- [Exercise directions]:
Your answer must consist of every line from the data below that includes the word "wooden".
■ ■ ■ ■ ■
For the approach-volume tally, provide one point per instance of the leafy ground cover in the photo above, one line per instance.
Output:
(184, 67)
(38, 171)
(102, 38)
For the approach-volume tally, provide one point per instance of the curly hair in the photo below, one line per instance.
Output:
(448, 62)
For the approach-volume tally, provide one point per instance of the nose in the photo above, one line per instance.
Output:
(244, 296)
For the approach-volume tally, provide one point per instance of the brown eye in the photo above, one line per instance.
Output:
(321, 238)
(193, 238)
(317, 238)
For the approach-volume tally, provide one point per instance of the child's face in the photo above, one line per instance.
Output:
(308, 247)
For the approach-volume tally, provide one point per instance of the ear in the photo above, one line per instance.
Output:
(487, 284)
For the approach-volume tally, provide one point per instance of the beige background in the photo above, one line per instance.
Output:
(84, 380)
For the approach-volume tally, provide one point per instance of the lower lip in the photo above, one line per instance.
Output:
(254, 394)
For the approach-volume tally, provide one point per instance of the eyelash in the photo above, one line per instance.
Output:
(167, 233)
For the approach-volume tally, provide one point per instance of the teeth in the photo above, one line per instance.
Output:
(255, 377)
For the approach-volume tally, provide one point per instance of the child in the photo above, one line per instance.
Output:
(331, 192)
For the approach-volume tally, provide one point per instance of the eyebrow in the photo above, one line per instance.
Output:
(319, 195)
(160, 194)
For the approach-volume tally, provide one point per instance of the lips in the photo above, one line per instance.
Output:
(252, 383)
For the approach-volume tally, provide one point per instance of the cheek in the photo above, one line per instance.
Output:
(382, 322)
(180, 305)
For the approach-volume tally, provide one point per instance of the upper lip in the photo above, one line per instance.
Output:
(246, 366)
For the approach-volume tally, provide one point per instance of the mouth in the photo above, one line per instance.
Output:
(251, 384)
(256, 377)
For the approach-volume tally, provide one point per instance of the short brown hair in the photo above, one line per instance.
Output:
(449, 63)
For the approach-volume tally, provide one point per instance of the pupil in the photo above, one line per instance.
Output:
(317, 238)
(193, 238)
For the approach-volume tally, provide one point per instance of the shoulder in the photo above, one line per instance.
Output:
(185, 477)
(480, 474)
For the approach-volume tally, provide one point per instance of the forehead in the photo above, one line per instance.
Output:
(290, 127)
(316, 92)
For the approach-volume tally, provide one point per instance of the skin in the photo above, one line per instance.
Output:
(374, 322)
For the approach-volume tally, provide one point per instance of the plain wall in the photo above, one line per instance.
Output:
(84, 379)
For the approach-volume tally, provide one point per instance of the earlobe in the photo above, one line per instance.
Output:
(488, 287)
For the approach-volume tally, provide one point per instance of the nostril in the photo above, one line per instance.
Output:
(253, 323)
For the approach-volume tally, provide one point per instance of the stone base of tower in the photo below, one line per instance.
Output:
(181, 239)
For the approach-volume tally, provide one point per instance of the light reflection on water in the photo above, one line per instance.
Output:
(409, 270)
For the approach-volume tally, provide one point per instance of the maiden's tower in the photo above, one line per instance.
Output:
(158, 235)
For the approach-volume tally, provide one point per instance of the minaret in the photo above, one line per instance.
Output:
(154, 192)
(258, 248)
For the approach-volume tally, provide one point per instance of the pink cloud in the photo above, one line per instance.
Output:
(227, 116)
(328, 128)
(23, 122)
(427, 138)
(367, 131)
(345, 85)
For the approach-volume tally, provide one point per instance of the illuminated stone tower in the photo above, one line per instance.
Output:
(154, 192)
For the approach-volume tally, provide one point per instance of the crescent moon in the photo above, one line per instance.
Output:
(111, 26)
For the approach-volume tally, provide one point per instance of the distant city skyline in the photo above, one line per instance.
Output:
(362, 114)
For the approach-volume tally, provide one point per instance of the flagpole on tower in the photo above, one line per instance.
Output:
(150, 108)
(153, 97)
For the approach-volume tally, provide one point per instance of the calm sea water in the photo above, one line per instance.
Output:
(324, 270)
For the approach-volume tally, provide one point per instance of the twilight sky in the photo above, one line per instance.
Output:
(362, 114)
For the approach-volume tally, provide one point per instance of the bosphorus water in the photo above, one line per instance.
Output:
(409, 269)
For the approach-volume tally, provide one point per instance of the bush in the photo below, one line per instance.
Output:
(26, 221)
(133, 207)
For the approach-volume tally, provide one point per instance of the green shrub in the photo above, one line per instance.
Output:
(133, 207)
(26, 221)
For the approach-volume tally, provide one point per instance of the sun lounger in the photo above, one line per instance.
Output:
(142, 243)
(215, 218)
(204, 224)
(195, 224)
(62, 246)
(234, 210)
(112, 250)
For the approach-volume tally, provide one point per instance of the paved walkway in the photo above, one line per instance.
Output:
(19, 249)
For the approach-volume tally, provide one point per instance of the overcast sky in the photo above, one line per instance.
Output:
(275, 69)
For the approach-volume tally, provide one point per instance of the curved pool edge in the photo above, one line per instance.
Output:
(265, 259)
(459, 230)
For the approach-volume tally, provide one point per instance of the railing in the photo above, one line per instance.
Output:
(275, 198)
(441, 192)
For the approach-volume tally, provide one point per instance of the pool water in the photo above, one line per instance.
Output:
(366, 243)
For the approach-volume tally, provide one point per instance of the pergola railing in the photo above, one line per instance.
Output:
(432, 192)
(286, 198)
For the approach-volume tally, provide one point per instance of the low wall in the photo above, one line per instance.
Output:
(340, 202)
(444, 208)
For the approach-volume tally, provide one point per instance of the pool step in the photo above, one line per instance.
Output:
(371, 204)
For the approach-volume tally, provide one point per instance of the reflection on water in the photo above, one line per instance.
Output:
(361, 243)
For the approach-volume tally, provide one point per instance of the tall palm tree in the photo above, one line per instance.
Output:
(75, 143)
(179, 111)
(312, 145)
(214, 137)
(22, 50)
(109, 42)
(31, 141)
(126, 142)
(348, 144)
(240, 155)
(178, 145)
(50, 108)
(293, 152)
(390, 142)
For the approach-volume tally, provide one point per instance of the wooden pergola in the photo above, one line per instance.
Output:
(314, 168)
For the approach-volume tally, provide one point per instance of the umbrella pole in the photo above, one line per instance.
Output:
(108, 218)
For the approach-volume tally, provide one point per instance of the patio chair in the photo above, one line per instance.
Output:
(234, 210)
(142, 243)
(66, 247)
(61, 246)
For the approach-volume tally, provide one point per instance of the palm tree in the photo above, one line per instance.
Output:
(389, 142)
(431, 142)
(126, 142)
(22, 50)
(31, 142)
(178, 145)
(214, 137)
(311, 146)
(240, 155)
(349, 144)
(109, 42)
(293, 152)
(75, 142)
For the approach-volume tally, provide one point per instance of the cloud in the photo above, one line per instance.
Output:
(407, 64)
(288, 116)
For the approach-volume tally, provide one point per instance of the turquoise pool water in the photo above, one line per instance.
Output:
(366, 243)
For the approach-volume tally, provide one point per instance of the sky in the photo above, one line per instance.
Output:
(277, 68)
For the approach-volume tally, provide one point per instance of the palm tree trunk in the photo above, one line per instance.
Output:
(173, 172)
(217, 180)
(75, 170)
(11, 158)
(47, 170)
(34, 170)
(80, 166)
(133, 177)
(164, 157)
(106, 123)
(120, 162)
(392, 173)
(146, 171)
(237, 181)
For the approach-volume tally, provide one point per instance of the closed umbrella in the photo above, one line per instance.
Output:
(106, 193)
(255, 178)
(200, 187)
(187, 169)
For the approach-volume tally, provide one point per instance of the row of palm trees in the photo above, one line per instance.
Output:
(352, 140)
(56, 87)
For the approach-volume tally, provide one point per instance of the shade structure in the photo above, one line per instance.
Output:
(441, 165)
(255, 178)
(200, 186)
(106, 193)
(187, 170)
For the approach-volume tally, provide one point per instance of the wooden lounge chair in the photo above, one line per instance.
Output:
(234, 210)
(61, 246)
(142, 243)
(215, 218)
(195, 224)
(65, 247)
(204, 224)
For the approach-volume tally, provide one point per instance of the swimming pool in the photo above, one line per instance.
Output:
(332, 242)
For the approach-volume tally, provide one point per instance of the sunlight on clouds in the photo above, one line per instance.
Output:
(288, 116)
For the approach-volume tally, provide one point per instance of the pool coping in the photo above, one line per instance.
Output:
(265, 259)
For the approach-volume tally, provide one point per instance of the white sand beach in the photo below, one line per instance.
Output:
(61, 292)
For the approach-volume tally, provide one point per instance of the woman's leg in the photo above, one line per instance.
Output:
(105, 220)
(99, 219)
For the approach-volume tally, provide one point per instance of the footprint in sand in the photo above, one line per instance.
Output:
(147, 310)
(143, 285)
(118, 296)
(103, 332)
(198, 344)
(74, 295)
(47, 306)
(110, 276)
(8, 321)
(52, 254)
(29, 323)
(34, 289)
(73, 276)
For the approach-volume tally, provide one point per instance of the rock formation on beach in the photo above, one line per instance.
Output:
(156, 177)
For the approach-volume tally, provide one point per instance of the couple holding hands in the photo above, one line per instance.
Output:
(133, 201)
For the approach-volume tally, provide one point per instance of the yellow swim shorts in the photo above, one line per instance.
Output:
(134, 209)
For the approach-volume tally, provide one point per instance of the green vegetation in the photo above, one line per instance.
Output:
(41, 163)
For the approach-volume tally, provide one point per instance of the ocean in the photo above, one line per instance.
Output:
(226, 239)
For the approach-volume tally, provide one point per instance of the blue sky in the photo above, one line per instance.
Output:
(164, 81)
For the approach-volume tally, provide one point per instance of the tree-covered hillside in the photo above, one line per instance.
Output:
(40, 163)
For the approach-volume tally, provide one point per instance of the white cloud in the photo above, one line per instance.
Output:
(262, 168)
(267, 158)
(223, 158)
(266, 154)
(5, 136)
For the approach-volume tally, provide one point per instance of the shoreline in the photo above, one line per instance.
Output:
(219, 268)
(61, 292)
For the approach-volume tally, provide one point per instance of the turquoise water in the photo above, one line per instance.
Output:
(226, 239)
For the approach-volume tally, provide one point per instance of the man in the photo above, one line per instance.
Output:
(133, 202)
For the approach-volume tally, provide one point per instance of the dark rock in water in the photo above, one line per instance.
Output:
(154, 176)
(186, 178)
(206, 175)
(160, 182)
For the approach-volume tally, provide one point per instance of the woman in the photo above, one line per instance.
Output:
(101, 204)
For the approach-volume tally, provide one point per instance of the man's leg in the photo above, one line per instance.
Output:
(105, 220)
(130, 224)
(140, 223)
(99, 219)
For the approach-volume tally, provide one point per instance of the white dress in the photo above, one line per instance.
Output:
■ ■ ■ ■ ■
- [Task response]:
For the approach-volume tally, provide one point per instance of the wooden pergola in the photo above, one line per instance.
For the approach-volume tally, provide one point per instance of the wooden lounge chair in the photo above, one line per instance.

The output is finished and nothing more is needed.